[Dataset — start]

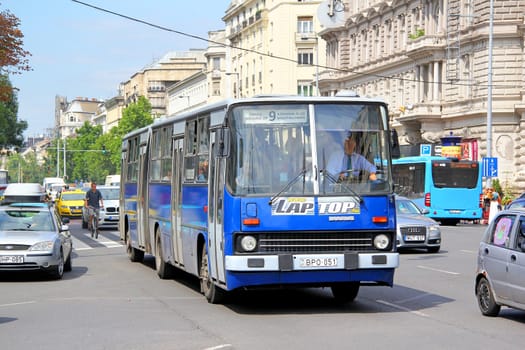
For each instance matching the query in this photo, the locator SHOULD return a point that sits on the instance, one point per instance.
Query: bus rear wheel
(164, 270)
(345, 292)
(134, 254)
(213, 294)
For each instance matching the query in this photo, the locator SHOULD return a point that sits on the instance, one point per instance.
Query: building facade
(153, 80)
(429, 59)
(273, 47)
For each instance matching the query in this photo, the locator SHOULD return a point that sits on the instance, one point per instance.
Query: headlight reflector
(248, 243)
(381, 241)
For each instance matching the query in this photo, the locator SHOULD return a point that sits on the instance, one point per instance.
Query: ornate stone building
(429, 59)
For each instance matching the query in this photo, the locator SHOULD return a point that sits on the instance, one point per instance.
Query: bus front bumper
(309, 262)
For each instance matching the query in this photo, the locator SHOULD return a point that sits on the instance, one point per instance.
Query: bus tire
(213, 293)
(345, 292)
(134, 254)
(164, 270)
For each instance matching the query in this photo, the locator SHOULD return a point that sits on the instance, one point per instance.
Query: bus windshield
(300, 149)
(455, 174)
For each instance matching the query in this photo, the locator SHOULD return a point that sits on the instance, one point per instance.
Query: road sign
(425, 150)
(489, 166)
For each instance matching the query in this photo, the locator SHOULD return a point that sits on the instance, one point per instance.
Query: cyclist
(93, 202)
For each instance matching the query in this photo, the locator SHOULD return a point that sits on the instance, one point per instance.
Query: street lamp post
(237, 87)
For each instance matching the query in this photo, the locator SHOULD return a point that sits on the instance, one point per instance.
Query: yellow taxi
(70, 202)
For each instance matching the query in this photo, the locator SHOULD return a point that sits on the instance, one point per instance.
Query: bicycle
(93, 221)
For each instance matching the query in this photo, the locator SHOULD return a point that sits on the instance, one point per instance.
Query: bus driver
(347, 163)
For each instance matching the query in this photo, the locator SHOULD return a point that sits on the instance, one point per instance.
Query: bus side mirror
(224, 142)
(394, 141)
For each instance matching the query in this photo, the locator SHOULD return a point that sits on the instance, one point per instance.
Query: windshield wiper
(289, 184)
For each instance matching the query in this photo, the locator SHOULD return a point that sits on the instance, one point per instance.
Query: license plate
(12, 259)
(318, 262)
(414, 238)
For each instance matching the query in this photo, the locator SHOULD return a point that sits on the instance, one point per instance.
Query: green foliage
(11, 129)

[Dataset — finish]
[Dataset — start]

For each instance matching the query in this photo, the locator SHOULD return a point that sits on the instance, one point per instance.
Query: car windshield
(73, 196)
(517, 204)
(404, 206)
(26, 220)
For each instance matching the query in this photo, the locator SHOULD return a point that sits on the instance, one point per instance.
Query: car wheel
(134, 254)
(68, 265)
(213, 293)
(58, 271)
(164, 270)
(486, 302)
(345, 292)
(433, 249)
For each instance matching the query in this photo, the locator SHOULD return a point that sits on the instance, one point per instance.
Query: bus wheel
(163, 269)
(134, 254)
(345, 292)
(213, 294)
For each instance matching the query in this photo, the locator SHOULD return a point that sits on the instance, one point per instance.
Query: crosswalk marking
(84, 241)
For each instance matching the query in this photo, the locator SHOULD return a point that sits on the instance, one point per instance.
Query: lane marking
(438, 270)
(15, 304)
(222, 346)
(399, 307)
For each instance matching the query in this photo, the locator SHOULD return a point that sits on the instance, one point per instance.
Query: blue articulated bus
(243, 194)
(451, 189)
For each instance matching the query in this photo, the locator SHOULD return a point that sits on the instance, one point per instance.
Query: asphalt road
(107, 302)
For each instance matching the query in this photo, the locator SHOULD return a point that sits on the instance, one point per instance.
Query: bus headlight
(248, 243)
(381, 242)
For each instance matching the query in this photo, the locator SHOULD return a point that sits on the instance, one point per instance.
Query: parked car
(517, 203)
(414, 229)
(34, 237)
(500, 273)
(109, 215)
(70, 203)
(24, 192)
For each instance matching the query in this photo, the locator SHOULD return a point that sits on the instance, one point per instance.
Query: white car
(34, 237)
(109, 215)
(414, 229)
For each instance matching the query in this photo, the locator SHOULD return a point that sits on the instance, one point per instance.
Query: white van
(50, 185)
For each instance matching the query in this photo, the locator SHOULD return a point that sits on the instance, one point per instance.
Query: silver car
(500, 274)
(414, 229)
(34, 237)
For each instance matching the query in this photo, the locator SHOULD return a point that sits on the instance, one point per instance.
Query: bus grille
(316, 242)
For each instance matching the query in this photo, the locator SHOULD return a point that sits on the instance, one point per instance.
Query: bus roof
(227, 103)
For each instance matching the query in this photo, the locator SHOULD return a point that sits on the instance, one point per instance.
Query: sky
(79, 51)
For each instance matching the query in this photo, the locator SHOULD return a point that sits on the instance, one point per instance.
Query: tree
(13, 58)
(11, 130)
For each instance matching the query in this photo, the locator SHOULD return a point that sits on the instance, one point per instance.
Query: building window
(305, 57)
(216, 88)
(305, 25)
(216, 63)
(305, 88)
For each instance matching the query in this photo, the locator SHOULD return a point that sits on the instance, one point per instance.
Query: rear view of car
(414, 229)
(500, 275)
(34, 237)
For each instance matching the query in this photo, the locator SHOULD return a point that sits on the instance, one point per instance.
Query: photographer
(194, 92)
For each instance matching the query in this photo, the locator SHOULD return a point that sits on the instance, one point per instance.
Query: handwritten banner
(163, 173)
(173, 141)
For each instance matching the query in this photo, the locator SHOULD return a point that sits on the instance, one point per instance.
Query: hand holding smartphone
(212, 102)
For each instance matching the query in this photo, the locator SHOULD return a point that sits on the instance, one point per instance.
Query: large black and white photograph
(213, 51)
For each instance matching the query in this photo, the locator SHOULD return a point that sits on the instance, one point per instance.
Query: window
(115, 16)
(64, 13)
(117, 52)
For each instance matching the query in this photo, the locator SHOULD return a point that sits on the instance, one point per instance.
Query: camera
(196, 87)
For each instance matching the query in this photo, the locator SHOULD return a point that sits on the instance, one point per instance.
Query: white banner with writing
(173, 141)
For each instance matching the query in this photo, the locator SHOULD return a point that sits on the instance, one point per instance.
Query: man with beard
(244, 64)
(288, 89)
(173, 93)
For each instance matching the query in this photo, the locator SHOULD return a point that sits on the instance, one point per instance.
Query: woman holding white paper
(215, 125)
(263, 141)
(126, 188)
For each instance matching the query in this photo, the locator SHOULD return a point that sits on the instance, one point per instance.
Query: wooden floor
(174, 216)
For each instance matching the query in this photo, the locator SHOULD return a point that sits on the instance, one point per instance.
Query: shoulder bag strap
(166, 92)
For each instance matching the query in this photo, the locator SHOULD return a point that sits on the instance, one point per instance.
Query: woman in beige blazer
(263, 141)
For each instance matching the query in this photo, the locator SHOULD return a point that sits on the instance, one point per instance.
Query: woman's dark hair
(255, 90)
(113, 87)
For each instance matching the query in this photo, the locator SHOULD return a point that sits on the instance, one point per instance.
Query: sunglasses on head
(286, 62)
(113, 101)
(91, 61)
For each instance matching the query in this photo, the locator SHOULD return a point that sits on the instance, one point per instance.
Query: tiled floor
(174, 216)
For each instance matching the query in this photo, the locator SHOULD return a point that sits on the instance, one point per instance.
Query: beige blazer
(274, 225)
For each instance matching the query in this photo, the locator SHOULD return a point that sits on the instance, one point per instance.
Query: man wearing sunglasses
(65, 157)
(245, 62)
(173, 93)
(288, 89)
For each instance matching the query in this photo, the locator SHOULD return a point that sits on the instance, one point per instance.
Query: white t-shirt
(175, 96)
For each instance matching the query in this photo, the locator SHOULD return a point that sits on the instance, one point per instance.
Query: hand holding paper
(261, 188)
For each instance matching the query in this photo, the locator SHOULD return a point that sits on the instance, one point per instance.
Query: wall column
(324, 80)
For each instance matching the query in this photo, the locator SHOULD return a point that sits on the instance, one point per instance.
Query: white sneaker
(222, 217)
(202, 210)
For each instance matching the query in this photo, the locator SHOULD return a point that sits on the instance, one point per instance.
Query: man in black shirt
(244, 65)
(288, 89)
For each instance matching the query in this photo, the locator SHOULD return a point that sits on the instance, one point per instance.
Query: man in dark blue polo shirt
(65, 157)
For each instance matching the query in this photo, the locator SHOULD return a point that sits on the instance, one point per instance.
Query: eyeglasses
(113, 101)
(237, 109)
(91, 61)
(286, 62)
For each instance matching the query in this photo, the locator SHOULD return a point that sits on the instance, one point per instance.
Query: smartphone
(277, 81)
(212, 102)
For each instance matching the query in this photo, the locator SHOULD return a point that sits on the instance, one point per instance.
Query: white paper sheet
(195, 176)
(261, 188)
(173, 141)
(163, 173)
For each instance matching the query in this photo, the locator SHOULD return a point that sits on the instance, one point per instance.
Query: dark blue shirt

[Dataset — finish]

[The task] Proceeding from the line containing "Query: man in black shirt" through the line containing "Query: dark blue shirt", transcribe the lines above exactly, both end lines included.

[Output of the exercise]
Query: man in black shirt
(244, 65)
(288, 89)
For each instance matching the query in this photo, the locator SHOULD return a point that sits on the instance, one point per instance.
Query: man in dark blue polo shirt
(65, 157)
For each instance matching the query in this photo, the locator SHOULD return a point that sits on the instance, one point per instance.
Query: eyeglasses
(113, 101)
(237, 109)
(91, 61)
(286, 62)
For each instance matching the query in this photo, the locator SHOULD return a point that sits on the instance, one point per instance.
Query: smartphone
(277, 81)
(212, 102)
For each instance matching the query in this photo, the locator SHOULD return a point that sits on the instance, one point per instance.
Query: white paper sheet
(195, 176)
(261, 188)
(173, 141)
(163, 173)
For each instance matching the query in this photo, the locator SHOULD return a point that sits on the instance, one point per instance.
Query: dark blue shirt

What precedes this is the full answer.